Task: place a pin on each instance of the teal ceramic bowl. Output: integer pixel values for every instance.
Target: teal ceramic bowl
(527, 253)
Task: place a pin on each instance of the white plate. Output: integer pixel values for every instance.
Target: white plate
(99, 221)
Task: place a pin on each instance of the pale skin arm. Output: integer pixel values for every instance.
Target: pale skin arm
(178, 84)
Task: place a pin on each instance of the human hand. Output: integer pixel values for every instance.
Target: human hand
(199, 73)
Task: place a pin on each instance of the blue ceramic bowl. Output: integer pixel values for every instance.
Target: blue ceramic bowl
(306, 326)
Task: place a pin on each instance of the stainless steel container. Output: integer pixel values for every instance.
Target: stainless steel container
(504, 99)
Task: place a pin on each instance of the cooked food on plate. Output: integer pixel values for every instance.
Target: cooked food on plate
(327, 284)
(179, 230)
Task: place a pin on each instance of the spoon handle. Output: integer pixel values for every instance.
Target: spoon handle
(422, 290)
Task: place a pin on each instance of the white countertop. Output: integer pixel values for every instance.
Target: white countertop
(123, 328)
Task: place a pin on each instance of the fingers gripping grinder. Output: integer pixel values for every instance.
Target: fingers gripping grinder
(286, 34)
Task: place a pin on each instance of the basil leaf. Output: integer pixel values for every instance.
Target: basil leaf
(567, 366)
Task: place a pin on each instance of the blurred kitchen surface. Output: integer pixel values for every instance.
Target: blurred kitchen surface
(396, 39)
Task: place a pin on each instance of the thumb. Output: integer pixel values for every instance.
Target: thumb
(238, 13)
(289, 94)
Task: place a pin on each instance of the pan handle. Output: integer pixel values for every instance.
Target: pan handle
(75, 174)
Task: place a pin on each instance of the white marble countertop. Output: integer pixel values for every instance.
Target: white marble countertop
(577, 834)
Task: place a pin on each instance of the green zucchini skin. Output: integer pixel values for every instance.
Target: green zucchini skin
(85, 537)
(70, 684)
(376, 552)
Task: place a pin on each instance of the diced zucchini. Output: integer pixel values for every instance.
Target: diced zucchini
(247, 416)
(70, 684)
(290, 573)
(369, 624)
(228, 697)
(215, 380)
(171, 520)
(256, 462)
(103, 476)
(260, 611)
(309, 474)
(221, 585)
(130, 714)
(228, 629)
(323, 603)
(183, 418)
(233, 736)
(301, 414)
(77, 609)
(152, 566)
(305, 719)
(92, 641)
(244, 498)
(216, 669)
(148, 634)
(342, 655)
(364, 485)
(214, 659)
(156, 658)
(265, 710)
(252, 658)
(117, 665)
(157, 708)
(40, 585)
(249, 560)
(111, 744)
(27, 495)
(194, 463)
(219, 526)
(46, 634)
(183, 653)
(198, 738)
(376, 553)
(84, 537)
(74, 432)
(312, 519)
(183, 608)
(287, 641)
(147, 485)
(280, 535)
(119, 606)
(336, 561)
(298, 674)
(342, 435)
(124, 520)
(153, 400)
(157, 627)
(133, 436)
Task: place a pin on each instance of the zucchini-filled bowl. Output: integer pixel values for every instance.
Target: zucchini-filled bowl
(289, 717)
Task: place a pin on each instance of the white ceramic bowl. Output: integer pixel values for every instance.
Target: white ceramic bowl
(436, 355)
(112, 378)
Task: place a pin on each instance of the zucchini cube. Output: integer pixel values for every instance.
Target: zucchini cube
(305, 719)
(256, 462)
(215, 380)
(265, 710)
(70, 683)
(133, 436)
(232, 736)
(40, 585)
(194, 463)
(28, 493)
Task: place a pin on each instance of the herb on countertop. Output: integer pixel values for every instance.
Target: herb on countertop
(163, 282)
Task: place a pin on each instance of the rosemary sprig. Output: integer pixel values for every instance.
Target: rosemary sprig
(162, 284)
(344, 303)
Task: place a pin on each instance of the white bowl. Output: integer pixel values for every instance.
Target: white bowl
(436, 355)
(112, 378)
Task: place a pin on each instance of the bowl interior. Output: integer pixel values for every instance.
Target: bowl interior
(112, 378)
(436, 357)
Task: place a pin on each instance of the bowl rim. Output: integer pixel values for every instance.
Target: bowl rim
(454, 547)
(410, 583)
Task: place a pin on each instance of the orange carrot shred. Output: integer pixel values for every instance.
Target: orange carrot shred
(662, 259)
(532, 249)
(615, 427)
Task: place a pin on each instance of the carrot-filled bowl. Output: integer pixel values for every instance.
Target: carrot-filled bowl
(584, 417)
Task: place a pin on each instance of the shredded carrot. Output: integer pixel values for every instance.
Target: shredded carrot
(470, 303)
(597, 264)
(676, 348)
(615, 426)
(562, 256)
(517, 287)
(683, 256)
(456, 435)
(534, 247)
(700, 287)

- [Task instructions]: Write out every record, exactly as written.

- [The reply]:
Task: place a pin on each instance of the teal ceramic bowl. Output: integer pixel values for every instance.
Target: teal ceramic bowl
(527, 253)
Task: place a pin on each instance of the white plate. Output: integer pixel values for every instance.
Target: white plate
(99, 221)
Task: place a pin on each instance of the pale skin arm. Output: integer pixel values for every instance.
Target: pale skin arm
(178, 84)
Task: place a pin on each instance of the human hand. Output: integer pixel values for every instance.
Target: human hand
(199, 73)
Task: place a pin on each instance of the blue ceramic bowl. Output: integer pixel values for every instance.
Target: blue ceramic bowl
(306, 326)
Task: place a pin on each instance of the stainless steel container. Output: integer pixel values for every instance.
Target: stainless steel container
(504, 99)
Task: place a pin on each instance of the cooked food on plate. Output: integer pixel values for every instance.
Target: cooked food on plate
(327, 284)
(179, 230)
Task: place a pin on each instance of the spoon handle. Output: integer pixel values for every instance.
Target: spoon handle
(422, 290)
Task: place a pin on each instance of the white countertop. Output: integer pixel values for every instance.
Target: white countertop
(123, 328)
Task: place a pin on each instance of the fingers gripping grinder. Output: integer pixel values for every instance.
Target: fingers gripping grinder
(286, 34)
Task: place a pin on each instance of the basil leaf. Output: integer pixel values for every instance.
Target: basil leaf
(567, 366)
Task: place a pin on each instance of the blurred kitchen surface. Output: integer pixel values for every instance.
Target: blurred kitchen surface
(396, 39)
Task: place a pin on each instance of the thumb. Output: integer pixel values for every instance.
Target: thumb
(238, 13)
(289, 94)
Task: place a pin on each instance of the pan handle. Output: integer pixel values for every instance.
Target: pan handle
(75, 174)
Task: place a pin on each instance of the white marble countertop. Output: integer pixel values for every instance.
Target: white marble countertop
(577, 834)
Task: place a pin on each instance of the green zucchini skin. Output: integer pixel values for every instance.
Target: green zucchini skin
(85, 537)
(70, 684)
(376, 552)
Task: place a pin on each instance of the diced zucchini. Output: integer pixel values for every instance.
Target: diced zucchini
(247, 416)
(70, 684)
(290, 573)
(369, 624)
(228, 697)
(215, 380)
(171, 520)
(256, 462)
(103, 476)
(260, 611)
(309, 474)
(221, 585)
(130, 714)
(228, 629)
(323, 603)
(183, 418)
(233, 736)
(301, 414)
(77, 609)
(152, 566)
(305, 719)
(92, 641)
(244, 498)
(216, 669)
(148, 634)
(342, 655)
(364, 485)
(214, 659)
(156, 658)
(265, 710)
(252, 658)
(117, 665)
(157, 708)
(40, 585)
(249, 560)
(111, 744)
(27, 495)
(194, 463)
(219, 526)
(46, 634)
(183, 653)
(198, 738)
(376, 553)
(84, 537)
(74, 432)
(312, 519)
(183, 608)
(287, 641)
(147, 485)
(280, 535)
(119, 606)
(336, 561)
(298, 674)
(342, 435)
(124, 520)
(153, 400)
(157, 627)
(133, 436)
Task: place a pin on each instance of the zucchini-filled bowl. Output: integer pixel values for every instance.
Target: zucchini-filled bowl
(289, 717)
Task: place a pin on each instance of the white ceramic bowl. Output: integer pixel values for every instance.
Target: white ceramic bowl
(436, 355)
(112, 378)
Task: place a pin on each instance of the zucchini cube. Output: integer pixel values for every instance.
Target: zucchini cube
(305, 719)
(256, 462)
(215, 380)
(265, 710)
(70, 683)
(133, 436)
(232, 736)
(40, 585)
(194, 463)
(28, 493)
Task: place a pin on each instance of the herb on countertop. Output: integer pixel values for every instance.
Target: herb on countertop
(163, 282)
Task: place a pin on each instance of the rosemary sprig. Output: integer pixel values for every instance.
Target: rosemary sprig
(162, 284)
(344, 303)
Task: place a pin on each instance of the white bowl. Output: integer pixel values for every instance.
Target: white bowl
(436, 355)
(112, 378)
Task: place a pin on each instance of the bowl interior. Output: integer pixel values for every instance.
Target: bowl interior
(112, 378)
(436, 357)
Task: place a pin on each instance of the bowl rim. Output: integer pixel values for every instance.
Target: bowl rim
(454, 547)
(410, 583)
Task: place a pin on each instance of the orange carrot shred. Output: integer pixel values for every instance.
Target: orange carrot shred
(662, 259)
(532, 249)
(615, 427)
Task: place a pin on each instance of the carrot-filled bowl. Output: integer pixel values for every instance.
Target: carrot-filled bowl
(584, 417)
Task: place a pin on each instance of the shredded carrot. Output: integer pixel values for every instance.
Target: shredded carrot
(470, 303)
(597, 264)
(676, 348)
(615, 426)
(562, 256)
(517, 287)
(683, 256)
(456, 435)
(534, 247)
(700, 287)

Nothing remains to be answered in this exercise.